Do conhecimento e da seriedade

Quando os antigos desejaram difundir a virtude pelo Reino, cuidaram primeiro de ordenar os seus próprios estados. Desejando a boa ordem dos seus estados, primeiro ordenaram as suas próprias famílias. Desejando ordenar as suas famílias, cultivaram-se primeiro a si próprios. Desejando cultivar-se a si próprios, rectificaram primeiro os seus corações. Desejando rectificar os seus corações, procuraram primeiro o pensar sincero. Desejando um pensar sincero, ampliaram ao máximo o seu conhecimento. Tal ampliar do conhecimento reside na investigação das coisas.

Estudo Maior

 

Este parágrafo, atribuído a Confúcio, denota bem da importância prestada pelo filósofo à necessidade de conhecer e de como o conhecimento deve ser um dos objectivos principais dos governantes. Este imperativo foi seguido de muito perto pelo imperador Kangxi, sobretudo através da influência que nele exerceram as obras do filósofo confuciano Zhu Xi (1130-1200), cujo pensamento se tornou numa espécie de ortodoxia oficial do regime.

Um conceito de Zhu Xi agradava particularmente ao imperador: o respeito pela seriedade. Mas, enquanto o filósofo da dinastia Song o aplicava fundamentalmente a um estado mental do indivíduo, o imperador entendia que devia ser alargado ao domínio do político, isto é, aplicado na prática quotidiana. Daí que tenha criticado com ardor os letrados que não conseguiam conciliar doutrina e acção. O imperador considerava que o conceito de seriedade era o mais elevado princípio da prática política. A sua devoção a Zhu Xi era tal que mandou compilar as suas obras completas, confessando depois que o tinha feito por sentir uma extrema admiração pela vida e obra do filósofo. Um pormenor da pedagogia de Zhu Xi agradava particularmente ao imperador: o facto de sublinhar a importância da aquisição de conhecimentos através dos livros.

 

Da importância da leitura

Desde a infância que Kangxi se mostrara apreciador da leitura e da discussão dos grandes temas do saber chinês. Aos oito anos, interrogava a sua entourage sobre as interpretações dos clássicos confucianos “Estudo Maior” (Da Xue) e de “Prática do Meio” (Zhong Yong). Mostrava interesse e preocupação em perceber a fundo os textos e não apenas cumprir o dever da leitura.

Outro facto que reforça esta ideia é a importância atribuída por Kangxi ao ching-yen, uma instituição da corte imperial que consistia em palestras conduzidas por letrados cuidadosamente escolhidos sobre os mesmos clássicos. O imperador, não somente as impunha numa base diária (ao contrário de outros imperadores que as evitavam como maçadoras), como as marcou para as primeiras horas da madrugada, isto é, antes da sua habitual audiência. Findos os deveres de Estado, retomava as discussões que só abandonava quando tinha a certeza de tudo ter correctamente compreendido. Estas palestras não eram suspensas, nem no seu aniversário nem durante as suas expedições.

**Entradas:**
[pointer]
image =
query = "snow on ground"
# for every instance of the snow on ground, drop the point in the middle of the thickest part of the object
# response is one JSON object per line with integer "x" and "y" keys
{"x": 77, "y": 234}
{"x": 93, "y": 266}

**O que fará:**
[A] Verta para inglês esta frase do excerto sobre o imperador Kangxi: «Estas palestras não eram suspensas, nem no seu aniversário nem durante as suas expedições.»
[B] Dê seguimento ao excerto sobre o imperador Kangxi, prosseguindo a partir da sua última frase.

**Lista de respostas:**
[A] These lectures were not suspended, either on his birthday or during his expeditions.

[B]
 

O ideal de governação

Esta preocupação derivava da crença segundo a qual a aprendizagem e a aquisição de conhecimentos estão na origem de toda a sabedoria e que esta é indispensável ao governante. Os imperadores sábios Yao e Shun são os modelos seguidos por Kangxi que deles afirma ser “o sucesso da sua governação não mais que o resultado da sua sabedoria”. Ora esta sabedoria não podia advir que do “método de desenvolvimento da mente” (xin-fa), o que num sentido alargado se refere ao conhecimento da mente e da natureza como um todo, ou seja, ao conhecimento do Dao (Via), algo que só pode ser compreendido pela própria mente.

Pode ser atribuída a Kangxi uma certa obsessão pelo conceito de governante ideal. Este será aquele que consegue conjugar a tradição da governação com a tradição do Dao, tal como Yao e Shun. Aliás, este tinha sido um desejo há muito acalentado pelos letrados confucianos, que no duque de Zhou viam a sua última realização. Para estes homens o único problema que agora se levantava era o facto de Kangxi ser manchú, o que de certo modo era contraditório com a expectativa do regresso ao poder dos Han. O filósofo Li Fu (1675-1750) sente esta mesma contradição e resolve-a com a seguinte pergunta: “Os imperadores sábios Yao e Shun não vieram também de terras bárbaras?” Parece que a determinação de Kangxi em juntar na sua pessoa a tradição da governação com a tradição do Dao, juntamente com a sua grande preocupação pelo estudo e observação dos ideais de Confúcio, convenceram os letrados chineses da sua época que estavam perante uma nova idade de ouro.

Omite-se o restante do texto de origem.